Source data:
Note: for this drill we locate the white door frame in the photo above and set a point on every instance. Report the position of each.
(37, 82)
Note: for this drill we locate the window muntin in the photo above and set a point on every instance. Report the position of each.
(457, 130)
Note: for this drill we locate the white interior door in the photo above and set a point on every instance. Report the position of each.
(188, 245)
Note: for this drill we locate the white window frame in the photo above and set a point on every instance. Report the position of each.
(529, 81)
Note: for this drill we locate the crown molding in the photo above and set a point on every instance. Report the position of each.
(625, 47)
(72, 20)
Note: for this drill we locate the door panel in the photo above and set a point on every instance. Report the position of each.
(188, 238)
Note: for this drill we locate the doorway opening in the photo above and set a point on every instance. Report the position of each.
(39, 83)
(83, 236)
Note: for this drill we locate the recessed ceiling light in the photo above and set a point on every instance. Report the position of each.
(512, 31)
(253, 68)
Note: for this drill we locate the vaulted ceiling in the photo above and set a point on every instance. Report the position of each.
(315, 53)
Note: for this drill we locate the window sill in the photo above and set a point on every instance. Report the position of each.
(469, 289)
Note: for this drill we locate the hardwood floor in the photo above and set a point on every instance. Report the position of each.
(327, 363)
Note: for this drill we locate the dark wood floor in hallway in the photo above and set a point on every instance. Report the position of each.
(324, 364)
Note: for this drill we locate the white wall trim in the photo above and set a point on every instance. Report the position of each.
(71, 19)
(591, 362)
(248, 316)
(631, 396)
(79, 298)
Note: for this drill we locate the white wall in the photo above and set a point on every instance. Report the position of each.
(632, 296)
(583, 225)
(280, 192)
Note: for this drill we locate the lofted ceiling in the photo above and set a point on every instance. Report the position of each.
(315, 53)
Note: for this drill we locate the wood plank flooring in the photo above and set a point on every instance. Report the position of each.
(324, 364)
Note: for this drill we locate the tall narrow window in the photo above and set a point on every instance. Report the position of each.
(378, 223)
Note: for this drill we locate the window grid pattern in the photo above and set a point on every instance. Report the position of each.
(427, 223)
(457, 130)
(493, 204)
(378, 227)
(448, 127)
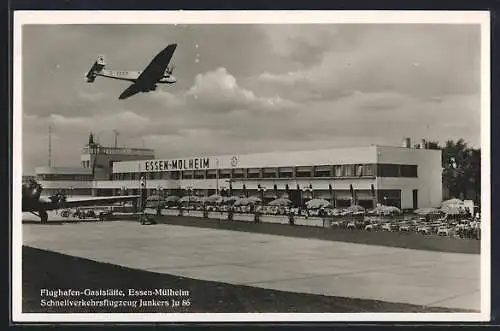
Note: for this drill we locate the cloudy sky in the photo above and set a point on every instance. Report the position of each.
(251, 88)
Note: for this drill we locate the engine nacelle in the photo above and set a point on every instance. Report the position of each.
(98, 65)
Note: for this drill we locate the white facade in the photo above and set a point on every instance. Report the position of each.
(424, 189)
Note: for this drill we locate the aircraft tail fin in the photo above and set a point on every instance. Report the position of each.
(98, 65)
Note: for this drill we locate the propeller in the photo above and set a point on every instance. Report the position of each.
(169, 70)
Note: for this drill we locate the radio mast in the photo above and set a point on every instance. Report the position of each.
(116, 137)
(50, 145)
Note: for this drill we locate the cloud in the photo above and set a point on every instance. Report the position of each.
(424, 61)
(219, 91)
(277, 87)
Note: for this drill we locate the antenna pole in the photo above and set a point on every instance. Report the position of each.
(116, 137)
(50, 145)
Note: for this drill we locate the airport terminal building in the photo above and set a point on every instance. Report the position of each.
(404, 177)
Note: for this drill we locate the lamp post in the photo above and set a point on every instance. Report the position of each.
(261, 190)
(159, 193)
(189, 190)
(217, 176)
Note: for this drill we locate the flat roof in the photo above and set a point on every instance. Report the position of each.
(332, 156)
(63, 171)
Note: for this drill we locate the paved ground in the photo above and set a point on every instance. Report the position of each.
(272, 262)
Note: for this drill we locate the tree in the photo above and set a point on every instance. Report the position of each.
(461, 169)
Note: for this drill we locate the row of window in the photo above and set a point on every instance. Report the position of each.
(64, 177)
(339, 171)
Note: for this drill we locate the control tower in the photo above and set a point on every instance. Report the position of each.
(100, 158)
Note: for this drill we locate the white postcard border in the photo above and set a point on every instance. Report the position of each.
(249, 17)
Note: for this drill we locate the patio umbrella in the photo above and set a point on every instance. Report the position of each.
(355, 208)
(189, 198)
(280, 202)
(248, 201)
(427, 211)
(453, 209)
(154, 198)
(231, 199)
(452, 202)
(214, 198)
(172, 198)
(387, 209)
(317, 203)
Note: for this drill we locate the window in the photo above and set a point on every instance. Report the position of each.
(187, 175)
(338, 171)
(238, 175)
(359, 170)
(322, 171)
(388, 170)
(303, 172)
(409, 171)
(253, 173)
(269, 173)
(285, 172)
(199, 174)
(225, 173)
(368, 170)
(348, 170)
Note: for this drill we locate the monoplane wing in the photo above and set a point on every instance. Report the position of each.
(82, 202)
(130, 91)
(156, 69)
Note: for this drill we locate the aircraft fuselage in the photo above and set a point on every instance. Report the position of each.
(132, 76)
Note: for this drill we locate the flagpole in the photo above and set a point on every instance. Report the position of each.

Aim
Starting at the line with "Note: for this drill we locate the patio", copy every line up to and including the last one in the entries above.

Completed task
Note: for this drill we locate the patio umbrella in the photo above and set a point on every instance. Report the position of each.
(355, 208)
(189, 198)
(280, 202)
(248, 201)
(427, 211)
(453, 209)
(154, 198)
(231, 199)
(452, 202)
(214, 198)
(172, 198)
(387, 209)
(317, 203)
Note: for this drill we locate the window in the photo above and set a point on every instance. Report the position of each.
(187, 175)
(338, 171)
(238, 175)
(359, 170)
(322, 171)
(388, 170)
(303, 172)
(409, 171)
(253, 173)
(269, 173)
(285, 172)
(199, 174)
(225, 173)
(368, 170)
(348, 170)
Note: for this drill we locate the monoplane wing in the photo above and set a point on every instance. Report the position of each.
(82, 202)
(130, 91)
(156, 69)
Note: for this drill we locate the aircraft fuselage in the photo above and set a point on every instance. Report the position of each.
(132, 76)
Note: for this drill we locate the flagpole in the photo above and set a point on every instance. Report the position of each.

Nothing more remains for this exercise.